PROBLEM: Count the lines in the material below that contain the string "green", matching case exactly, and give only that number.

SUPPLIED DATA:
··········

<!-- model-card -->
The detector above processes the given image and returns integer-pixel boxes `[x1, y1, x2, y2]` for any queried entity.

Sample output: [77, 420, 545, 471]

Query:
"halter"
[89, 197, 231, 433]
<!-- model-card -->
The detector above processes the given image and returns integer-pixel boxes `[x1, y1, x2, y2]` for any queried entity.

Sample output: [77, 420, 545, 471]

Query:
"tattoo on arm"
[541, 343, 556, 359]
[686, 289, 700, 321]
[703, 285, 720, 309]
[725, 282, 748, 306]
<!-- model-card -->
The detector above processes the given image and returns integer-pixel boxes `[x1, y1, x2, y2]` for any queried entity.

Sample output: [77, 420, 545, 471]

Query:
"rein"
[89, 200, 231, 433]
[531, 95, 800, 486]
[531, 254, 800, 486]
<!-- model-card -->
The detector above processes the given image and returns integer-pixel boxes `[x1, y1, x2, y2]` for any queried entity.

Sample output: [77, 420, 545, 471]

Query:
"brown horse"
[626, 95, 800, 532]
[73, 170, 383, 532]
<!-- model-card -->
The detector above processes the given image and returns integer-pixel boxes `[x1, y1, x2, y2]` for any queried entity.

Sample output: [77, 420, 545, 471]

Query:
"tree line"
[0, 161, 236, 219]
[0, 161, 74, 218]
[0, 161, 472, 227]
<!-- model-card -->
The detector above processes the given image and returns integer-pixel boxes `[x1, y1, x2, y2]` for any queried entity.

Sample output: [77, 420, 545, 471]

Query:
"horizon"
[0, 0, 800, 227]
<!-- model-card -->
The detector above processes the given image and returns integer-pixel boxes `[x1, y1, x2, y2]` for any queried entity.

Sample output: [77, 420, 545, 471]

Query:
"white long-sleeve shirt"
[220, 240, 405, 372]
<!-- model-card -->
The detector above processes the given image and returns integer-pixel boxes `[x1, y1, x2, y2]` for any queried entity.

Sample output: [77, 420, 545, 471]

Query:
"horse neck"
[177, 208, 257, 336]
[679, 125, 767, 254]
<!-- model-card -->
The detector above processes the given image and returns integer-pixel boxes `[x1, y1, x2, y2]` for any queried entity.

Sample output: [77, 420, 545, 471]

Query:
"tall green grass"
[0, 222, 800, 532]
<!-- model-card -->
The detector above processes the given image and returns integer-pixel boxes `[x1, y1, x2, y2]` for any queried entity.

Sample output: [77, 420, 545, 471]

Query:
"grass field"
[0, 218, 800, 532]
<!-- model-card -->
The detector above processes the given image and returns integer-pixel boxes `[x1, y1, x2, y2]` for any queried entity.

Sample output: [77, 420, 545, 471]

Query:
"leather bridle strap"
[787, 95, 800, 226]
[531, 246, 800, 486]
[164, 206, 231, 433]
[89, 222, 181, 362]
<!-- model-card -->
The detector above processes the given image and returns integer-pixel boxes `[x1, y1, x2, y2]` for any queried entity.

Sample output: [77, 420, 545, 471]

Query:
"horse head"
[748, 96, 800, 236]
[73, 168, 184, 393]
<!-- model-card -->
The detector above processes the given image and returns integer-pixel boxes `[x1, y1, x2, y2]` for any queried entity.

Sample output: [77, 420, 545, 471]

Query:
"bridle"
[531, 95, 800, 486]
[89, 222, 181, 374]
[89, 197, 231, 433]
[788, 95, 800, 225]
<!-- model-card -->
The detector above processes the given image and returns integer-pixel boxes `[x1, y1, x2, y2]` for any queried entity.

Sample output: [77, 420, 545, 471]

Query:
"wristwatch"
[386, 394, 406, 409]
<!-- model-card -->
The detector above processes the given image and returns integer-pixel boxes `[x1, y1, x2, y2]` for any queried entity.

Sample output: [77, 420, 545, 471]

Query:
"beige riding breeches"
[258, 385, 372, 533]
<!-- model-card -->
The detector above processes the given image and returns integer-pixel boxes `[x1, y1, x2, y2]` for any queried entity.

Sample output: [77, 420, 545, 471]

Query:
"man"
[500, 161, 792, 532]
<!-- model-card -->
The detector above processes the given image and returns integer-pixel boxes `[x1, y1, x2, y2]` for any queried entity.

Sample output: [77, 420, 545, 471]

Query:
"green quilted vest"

··········

IN RESPONSE: 2